Alexander McQueen, 1969 -2010. Evening dress (detail), from the In Memory of Elizabeth How, Salem, 1692, Ready-to-wear collection, fall/winter 2007. Velvet, glass beads, and satin. Peabody Essex Museum, Gift of anonymous donors in London who are friends of Peabody Essex Museum, 2011.44.1. Photo by Bob Packert
On view October 7, 2022 – January 22, 2023
In an episode that has resonated through American culture from colonial times until today, more than 200 residents of Salem, Massachusetts, were accused of witchcraft in 1692-93. The trials led to the executions of 20 people, most of them women, and the deaths in prison of at least five more. The last of the accused, Elizabeth Johnson Jr., was officially cleared of charges in July 2022.
This fall, the New-York Historical Society reexamines this defining moment in American history and considers from a contemporary viewpoint how mass hysteria can lead to fatal injustice in the exhibition The Salem Witch Trials: Reckoning and Reclaiming. On view October 7, 2022 – January 22, 2023 in the Joyce B. Cowin Women’s History Gallery, this traveling exhibition is organized by the Peabody Essex Museum (PEM) in Salem, Massachusetts, and is coordinated at New-York Historical by its Center for Women’s History, which unearths the lives and legacies of women who have shaped and continue to shape the American experience.
“Countless scholars and authors from Nathaniel Hawthorne to Arthur Miller have kept alive the memory and meanings of the Salem witch trials—but this critical turning point in American history has never before been seen as it is in The Salem Witch Trials: Reckoning and Reclaiming,” said Dr. Louise Mirrer, president and CEO of New-York Historical. “We are proud to present this extraordinary exhibition through our Center for Women’s History, exemplifying the Center’s mission to rethink familiar chapters of the past and deepen our understanding of them. We hope our visitors will come away with a new perspective on these terrible events from more than 300 years ago and what they still mean for us now.”
“The Salem witch trials have become a rhetorical shorthand in contemporary discourse, but the actual historical events are frequently overlooked,” said Dan Lipcan, PEM’s Ann C. Pingree Director of the Phillips Library, along with Curator Paula Richter and Associate Curator Lydia Gordon. “When we conceived of this exhibition, we set out to provide a framework for a modern-day audience to reckon with what this chapter of history meant for the development of this country, and what it says about the potential within each of us. We want visitors to feel the continuing impact of the Salem witch trials, to consider what it says about race and gender, and to think about how they themselves might react to similar moments of widespread injustice.”

▶ **Provided material**:
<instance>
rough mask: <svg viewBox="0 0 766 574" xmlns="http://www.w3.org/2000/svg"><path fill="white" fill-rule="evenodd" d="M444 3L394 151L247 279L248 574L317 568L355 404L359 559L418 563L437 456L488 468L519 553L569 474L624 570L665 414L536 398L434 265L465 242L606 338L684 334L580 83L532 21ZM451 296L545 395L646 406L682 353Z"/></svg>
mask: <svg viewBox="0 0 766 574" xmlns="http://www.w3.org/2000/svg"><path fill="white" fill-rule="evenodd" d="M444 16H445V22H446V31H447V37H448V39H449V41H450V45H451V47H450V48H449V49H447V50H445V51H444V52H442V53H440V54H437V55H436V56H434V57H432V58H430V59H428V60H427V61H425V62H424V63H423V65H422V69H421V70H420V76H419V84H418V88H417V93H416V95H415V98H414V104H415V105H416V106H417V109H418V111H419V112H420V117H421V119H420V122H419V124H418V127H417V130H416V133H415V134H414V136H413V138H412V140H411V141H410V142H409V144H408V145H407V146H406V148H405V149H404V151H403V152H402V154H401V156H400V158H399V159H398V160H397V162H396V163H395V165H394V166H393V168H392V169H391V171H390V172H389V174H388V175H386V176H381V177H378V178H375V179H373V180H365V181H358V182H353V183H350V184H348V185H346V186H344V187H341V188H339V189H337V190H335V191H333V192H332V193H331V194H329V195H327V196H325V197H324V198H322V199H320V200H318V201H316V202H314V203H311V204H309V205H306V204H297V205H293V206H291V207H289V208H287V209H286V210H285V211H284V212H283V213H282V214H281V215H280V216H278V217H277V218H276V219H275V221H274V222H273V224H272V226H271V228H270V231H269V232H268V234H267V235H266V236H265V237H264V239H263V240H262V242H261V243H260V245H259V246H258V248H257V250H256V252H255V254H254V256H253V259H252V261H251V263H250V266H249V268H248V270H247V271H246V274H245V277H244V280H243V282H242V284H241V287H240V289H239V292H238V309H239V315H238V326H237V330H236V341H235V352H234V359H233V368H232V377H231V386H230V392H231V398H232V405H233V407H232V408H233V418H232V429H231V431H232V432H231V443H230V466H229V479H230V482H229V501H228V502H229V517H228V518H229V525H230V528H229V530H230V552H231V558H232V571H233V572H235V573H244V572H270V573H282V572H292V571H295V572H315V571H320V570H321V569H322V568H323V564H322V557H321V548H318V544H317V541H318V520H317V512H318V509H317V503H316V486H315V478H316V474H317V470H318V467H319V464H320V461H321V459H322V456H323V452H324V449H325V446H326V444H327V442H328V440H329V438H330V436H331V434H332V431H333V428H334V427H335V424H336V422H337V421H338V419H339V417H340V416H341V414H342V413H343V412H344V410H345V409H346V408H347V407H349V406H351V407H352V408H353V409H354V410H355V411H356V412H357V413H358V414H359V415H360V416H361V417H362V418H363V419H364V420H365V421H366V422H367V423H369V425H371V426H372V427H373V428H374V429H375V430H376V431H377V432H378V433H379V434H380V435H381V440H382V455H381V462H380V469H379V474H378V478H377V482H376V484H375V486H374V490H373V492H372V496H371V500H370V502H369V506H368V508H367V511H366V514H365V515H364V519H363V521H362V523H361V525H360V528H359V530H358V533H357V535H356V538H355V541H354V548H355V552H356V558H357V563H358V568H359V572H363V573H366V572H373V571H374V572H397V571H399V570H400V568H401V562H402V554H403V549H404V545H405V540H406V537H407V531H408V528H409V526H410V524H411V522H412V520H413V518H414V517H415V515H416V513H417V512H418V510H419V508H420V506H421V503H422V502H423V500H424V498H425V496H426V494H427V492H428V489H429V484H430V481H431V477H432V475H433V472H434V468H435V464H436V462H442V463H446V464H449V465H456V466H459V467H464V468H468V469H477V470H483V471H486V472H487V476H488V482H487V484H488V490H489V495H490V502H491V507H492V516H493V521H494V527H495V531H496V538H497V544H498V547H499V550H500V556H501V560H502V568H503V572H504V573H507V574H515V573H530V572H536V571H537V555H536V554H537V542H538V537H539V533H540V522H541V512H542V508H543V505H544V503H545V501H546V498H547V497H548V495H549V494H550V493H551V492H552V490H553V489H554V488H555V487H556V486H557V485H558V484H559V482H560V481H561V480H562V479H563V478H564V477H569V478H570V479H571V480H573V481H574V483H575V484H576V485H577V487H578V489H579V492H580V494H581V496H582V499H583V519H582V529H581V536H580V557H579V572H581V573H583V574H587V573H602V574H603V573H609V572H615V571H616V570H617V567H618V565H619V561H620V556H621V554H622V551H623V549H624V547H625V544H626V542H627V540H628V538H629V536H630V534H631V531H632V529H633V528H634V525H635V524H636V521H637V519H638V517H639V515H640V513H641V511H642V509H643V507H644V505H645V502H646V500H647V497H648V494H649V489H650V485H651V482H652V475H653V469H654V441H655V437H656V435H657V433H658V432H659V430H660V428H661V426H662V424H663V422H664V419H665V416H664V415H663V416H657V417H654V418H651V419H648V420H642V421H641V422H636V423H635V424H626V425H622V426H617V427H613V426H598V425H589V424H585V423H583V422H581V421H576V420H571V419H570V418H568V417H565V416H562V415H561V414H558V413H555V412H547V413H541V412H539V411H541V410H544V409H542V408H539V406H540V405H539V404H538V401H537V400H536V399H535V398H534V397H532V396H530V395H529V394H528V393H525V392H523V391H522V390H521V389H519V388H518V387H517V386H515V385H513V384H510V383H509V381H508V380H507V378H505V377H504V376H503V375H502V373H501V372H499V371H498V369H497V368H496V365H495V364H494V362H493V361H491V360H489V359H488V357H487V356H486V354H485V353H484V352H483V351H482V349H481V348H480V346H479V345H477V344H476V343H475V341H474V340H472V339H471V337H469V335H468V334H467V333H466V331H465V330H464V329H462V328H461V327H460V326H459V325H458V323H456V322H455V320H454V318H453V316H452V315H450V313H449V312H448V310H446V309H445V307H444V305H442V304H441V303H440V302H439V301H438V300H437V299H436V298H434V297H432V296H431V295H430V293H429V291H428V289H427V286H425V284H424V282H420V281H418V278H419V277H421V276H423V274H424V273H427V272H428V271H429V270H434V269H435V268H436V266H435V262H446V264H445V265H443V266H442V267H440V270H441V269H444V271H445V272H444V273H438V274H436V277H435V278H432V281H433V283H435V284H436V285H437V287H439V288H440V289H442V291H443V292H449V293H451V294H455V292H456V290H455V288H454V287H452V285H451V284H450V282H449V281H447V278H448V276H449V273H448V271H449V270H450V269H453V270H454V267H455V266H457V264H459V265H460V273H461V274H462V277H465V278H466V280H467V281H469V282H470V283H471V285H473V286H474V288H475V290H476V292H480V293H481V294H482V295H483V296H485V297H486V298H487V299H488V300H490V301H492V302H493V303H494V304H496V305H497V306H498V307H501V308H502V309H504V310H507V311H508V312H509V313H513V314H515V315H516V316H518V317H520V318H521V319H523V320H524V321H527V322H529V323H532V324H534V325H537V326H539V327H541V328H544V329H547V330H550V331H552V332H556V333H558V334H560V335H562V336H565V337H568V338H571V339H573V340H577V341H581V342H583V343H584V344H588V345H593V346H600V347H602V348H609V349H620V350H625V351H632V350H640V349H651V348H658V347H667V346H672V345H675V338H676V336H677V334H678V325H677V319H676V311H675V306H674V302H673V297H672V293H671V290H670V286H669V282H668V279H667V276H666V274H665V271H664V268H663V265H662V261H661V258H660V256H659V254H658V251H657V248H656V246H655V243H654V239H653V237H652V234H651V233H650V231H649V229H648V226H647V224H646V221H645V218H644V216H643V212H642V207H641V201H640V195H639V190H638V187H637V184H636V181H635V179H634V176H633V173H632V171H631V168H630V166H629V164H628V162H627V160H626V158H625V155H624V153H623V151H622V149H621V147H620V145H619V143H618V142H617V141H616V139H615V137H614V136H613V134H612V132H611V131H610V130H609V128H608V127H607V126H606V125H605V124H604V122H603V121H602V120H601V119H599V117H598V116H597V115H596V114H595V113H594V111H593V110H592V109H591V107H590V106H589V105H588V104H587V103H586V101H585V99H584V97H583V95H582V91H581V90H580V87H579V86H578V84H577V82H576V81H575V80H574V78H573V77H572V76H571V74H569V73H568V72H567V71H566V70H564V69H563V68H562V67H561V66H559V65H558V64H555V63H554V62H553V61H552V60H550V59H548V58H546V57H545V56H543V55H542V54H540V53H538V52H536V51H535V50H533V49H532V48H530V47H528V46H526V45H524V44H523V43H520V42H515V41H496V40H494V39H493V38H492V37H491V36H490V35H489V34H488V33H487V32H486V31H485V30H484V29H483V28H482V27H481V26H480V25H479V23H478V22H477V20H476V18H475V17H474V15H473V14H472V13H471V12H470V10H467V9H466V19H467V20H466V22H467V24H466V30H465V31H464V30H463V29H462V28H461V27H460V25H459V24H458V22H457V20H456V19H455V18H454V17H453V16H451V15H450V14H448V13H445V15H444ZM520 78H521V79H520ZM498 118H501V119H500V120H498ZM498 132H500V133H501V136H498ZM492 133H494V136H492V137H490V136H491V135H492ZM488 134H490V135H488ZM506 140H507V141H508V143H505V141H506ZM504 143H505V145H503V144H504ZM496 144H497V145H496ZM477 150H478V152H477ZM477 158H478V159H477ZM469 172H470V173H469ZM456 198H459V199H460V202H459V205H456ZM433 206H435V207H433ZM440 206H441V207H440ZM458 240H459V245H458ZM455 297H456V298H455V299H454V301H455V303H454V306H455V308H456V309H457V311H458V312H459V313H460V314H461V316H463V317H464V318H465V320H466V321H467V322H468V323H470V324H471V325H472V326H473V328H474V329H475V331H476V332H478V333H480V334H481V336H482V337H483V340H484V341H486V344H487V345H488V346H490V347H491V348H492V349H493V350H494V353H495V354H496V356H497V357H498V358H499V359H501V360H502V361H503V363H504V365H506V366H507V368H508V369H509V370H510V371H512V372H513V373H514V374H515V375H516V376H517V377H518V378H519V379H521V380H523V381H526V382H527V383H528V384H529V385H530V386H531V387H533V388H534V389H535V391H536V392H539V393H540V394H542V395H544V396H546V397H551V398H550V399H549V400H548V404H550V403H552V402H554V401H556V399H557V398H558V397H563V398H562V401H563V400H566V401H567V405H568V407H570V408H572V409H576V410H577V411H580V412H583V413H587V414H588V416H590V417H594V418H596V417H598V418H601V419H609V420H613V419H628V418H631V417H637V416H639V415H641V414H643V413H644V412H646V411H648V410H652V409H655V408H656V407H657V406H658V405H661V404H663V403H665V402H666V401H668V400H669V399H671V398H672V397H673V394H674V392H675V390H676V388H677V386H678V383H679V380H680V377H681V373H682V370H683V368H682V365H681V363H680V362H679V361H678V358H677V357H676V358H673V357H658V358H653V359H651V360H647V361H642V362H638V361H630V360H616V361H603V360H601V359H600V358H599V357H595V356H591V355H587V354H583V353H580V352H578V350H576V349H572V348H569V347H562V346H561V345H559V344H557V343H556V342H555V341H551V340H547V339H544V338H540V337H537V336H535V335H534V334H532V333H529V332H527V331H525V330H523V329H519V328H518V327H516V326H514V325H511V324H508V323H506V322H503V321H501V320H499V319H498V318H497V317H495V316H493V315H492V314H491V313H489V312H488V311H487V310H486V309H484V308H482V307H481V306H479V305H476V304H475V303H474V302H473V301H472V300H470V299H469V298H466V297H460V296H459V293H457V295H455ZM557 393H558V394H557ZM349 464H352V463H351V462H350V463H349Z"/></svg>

▶ **Work task**: Write the next few paragraphs of the announcement about the Salem witch trials exhibition, starting after its last sentence.

▶ **Reply**:
The exhibition opens with historical artifacts, rare documents, and contemporaneous accounts, which include testimony about dreams, ghosts, and visions. Handwritten letters and petitions of innocence from the accused convey the human toll. Contextual materials such as furniture and other everyday items help to locate the Salem witch trials within the European tradition of witch hunts, which date back to the 14th century, while suggesting the crucial ways this episode diverged. Rare documents from New-York Historical’s collection, including one of the first written accounts of the trial from 1693, are also on view.
The exhibition also features two reclamation projects by contemporary artists who are descendants of the accused, including a dress and accompanying photographs from fashion designer Alexander McQueen’s fall/winter 2007 collection, In Memory of Elizabeth How, 1692. In creating this collection, which was based on research into the designer’s ancestor—one of the first women to be condemned and hanged as a witch—McQueen mined historical symbols of witchcraft, paganism, religious persecution, and magic. Documents show how Elizabeth How was accused and ultimately condemned in July 1692, adding to the gravity of the designer’s show. Another section showcases photographer Frances F. Denny’s series Major Arcana: Portraits of Witches in America in which powerful portraits challenge the traditional notion of witchery by celebrating the spectrum of identities and spiritual practices found in communities of people who identify as witches today. As a complement to the photographs, a special audio component allows visitors to listen to the voices of these present-day witches.
The exhibition concludes with a display that connects the Salem witch trials to modern life by inviting visitors to reflect on what role they believe they would play in moments of injustice. It also features an immersive experience based on New-York Historical’s collection of tarot cards that prompts viewers to imagine what reclaiming witchcraft might mean.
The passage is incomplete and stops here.